STUDY TEXT:
=-=-=-=-=
The use of most laboratory models is supported by dedicated databases that aggregate genetic and phenotypic information and that link to other resources, such as sequencing databases, scientific publications, and animal model repositories (see examples in Supplementary Table 6). Researchers have a role to play in registering new animal models to publicly accessible databases, thus helping to avoid the generation of lines that already exist. Commercial breeders also distribute information on the biology of the animals they produce. Additional information with a focus on animal welfare can be collected through the establishment of identity cards59.

The integrity of genetic model materials is preserved through repositories that archive and distribute animals, gametes, and embryos, as well as plasmids and ES cells. These support structures are federated in international networks that collaborate to ensure the availability of quality-controlled materials to the research community worldwide. The collections available in these repositories can be interrogated at their individual web portals or through web pages that allow querying of the entire repository network to locate and source animal models (https://www.alliancegenome.org/4). Together with academic and commercial research animal breeders, these repositories play a crucial role in ensuring the genetic quality and stability of laboratory animals and the reproducibility of research that employs animal models.
=-=-=-=-=
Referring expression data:
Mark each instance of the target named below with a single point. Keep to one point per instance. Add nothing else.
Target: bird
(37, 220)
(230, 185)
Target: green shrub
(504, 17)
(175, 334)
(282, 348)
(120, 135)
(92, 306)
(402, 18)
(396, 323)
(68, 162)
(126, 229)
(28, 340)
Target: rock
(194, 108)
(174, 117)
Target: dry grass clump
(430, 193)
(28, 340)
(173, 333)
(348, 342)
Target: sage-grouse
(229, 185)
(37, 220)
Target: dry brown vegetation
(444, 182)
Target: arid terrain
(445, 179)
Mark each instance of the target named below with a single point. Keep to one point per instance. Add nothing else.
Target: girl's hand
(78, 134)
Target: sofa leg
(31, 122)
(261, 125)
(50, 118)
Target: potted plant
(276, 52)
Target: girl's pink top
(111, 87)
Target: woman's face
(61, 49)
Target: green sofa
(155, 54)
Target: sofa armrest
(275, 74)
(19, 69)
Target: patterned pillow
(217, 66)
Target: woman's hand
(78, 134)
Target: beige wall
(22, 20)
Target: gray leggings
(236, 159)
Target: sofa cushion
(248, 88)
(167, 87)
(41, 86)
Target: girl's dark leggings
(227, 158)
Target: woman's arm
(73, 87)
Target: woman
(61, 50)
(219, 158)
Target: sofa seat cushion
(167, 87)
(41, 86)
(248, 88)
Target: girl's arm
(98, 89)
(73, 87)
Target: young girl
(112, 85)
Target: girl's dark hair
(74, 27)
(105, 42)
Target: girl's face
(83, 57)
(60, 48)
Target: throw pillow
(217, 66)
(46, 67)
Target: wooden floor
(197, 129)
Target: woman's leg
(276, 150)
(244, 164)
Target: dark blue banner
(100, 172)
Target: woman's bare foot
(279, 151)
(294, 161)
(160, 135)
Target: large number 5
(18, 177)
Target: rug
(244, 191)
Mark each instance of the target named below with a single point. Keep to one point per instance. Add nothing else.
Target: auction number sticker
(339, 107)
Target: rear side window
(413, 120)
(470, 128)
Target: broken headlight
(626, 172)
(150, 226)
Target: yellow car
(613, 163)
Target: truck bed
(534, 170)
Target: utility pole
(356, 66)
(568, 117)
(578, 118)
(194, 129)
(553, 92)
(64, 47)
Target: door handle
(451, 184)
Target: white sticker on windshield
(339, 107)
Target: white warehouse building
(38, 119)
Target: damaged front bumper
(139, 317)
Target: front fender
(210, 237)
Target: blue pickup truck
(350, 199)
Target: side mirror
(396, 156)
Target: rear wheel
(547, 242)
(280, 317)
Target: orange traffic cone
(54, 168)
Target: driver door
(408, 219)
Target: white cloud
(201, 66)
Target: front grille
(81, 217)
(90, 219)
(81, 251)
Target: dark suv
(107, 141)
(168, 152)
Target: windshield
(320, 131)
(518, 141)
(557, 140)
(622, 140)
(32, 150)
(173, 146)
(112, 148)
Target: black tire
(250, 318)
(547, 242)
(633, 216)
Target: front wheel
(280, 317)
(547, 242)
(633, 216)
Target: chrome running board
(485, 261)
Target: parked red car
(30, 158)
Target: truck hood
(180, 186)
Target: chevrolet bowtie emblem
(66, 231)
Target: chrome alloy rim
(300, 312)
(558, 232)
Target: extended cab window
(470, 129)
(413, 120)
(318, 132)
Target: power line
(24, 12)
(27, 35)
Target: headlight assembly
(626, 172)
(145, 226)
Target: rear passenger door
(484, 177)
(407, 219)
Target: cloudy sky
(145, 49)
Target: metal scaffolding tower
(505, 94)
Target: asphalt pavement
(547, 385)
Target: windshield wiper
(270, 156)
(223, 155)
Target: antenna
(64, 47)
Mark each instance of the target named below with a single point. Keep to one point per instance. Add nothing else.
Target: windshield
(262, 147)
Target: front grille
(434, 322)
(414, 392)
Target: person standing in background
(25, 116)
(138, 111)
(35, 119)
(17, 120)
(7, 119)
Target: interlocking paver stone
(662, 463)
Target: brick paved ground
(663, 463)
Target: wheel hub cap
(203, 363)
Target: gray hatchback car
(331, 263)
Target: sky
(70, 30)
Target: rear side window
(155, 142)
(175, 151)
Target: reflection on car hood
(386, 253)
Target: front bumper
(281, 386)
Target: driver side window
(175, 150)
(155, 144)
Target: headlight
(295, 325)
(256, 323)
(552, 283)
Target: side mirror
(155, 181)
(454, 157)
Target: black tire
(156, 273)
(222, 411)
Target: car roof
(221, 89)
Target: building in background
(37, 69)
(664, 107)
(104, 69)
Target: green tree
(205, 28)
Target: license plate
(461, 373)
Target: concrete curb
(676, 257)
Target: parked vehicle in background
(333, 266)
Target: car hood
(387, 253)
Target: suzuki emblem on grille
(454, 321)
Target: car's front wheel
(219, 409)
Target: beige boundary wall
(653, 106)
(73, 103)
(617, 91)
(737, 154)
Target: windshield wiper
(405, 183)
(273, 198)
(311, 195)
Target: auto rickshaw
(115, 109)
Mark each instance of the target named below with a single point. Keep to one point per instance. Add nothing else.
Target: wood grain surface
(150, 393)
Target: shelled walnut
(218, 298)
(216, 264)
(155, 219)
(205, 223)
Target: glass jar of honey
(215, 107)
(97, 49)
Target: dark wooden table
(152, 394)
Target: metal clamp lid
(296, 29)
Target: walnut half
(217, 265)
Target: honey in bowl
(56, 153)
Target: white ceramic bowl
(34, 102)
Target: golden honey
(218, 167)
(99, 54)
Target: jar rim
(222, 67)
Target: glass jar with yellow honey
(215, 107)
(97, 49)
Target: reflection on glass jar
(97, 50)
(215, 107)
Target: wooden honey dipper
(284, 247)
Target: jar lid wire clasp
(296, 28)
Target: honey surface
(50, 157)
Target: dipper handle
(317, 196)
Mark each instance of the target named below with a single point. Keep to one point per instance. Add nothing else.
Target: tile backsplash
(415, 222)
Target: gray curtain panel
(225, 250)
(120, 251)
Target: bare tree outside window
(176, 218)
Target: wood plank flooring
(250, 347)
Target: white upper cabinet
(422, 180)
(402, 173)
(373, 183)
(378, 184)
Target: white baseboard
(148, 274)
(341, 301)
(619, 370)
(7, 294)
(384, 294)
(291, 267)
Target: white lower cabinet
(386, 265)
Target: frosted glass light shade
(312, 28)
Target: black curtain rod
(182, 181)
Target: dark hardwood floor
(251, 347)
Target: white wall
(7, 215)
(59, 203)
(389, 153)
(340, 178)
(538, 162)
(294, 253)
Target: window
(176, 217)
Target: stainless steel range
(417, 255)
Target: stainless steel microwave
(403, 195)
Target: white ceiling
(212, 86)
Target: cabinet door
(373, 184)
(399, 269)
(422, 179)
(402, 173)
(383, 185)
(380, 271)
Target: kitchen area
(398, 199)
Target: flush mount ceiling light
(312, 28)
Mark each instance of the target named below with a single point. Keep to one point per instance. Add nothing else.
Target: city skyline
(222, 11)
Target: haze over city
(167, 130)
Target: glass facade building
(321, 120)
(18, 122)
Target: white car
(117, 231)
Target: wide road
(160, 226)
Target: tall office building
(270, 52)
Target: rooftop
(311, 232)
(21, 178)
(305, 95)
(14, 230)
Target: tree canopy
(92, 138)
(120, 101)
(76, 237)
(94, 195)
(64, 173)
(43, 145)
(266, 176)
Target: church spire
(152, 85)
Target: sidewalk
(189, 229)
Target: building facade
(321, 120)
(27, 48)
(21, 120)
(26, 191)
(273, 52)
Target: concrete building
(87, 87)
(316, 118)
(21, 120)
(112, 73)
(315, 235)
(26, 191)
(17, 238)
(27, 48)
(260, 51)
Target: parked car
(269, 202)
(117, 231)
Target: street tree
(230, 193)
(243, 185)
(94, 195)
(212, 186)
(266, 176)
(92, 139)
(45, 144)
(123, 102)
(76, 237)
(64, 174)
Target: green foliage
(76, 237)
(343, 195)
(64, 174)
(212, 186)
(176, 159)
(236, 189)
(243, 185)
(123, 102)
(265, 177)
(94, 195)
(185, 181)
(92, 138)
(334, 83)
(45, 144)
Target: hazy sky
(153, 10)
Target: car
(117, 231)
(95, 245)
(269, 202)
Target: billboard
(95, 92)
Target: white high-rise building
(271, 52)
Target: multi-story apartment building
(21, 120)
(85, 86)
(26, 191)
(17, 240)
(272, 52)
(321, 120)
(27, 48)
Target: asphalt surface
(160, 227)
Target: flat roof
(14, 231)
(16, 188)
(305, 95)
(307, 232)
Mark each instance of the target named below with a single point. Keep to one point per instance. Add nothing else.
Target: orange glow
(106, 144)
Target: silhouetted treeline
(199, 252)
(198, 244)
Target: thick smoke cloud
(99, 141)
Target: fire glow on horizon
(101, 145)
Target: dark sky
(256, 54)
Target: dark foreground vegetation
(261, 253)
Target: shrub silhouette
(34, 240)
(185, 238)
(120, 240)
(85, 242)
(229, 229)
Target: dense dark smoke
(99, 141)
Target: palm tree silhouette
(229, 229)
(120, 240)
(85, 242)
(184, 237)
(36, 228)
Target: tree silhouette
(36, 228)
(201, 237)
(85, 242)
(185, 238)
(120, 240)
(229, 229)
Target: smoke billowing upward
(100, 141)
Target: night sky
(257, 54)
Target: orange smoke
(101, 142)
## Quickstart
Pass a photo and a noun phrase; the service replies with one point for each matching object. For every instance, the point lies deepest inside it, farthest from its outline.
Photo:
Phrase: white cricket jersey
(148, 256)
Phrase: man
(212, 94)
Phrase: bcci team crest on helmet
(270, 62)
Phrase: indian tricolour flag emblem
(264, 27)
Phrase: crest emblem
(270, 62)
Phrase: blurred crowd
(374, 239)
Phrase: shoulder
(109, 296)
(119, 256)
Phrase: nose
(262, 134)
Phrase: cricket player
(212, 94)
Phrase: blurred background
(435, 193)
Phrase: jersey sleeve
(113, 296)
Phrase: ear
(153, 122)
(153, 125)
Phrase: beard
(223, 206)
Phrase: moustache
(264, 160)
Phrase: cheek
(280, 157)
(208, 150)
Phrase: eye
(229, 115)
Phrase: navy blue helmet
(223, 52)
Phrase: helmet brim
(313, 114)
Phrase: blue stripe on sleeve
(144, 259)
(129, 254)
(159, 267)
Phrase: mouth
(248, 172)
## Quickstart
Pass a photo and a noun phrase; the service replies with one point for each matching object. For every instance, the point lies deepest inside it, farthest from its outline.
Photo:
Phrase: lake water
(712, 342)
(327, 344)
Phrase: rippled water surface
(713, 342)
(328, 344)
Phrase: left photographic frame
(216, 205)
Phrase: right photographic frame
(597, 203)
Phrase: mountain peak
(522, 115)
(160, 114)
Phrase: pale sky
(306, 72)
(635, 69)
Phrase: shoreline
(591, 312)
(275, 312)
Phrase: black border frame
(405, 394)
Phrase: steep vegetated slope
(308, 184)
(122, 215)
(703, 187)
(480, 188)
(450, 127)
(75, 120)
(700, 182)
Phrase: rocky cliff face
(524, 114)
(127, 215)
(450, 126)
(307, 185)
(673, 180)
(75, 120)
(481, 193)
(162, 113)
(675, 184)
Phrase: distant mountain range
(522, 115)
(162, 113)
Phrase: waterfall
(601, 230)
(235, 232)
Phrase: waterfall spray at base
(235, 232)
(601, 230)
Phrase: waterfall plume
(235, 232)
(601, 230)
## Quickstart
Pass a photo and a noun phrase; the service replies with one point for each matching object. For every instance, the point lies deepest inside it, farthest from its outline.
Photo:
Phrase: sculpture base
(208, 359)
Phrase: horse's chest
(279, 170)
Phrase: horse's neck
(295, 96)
=-=-=-=-=
WHAT IS BEING ASKED: Rewrite the passage on laboratory animal model resources from "The use of most" up to and including "of identity cards59.", putting "Commercial suppliers" in place of "Commercial breeders".

FINAL ANSWER:
The use of most laboratory models is supported by dedicated databases that aggregate genetic and phenotypic information and that link to other resources, such as sequencing databases, scientific publications, and animal model repositories (see examples in Supplementary Table 6). Researchers have a role to play in registering new animal models to publicly accessible databases, thus helping to avoid the generation of lines that already exist. Commercial suppliers also distribute information on the biology of the animals they produce. Additional information with a focus on animal welfare can be collected through the establishment of identity cards59.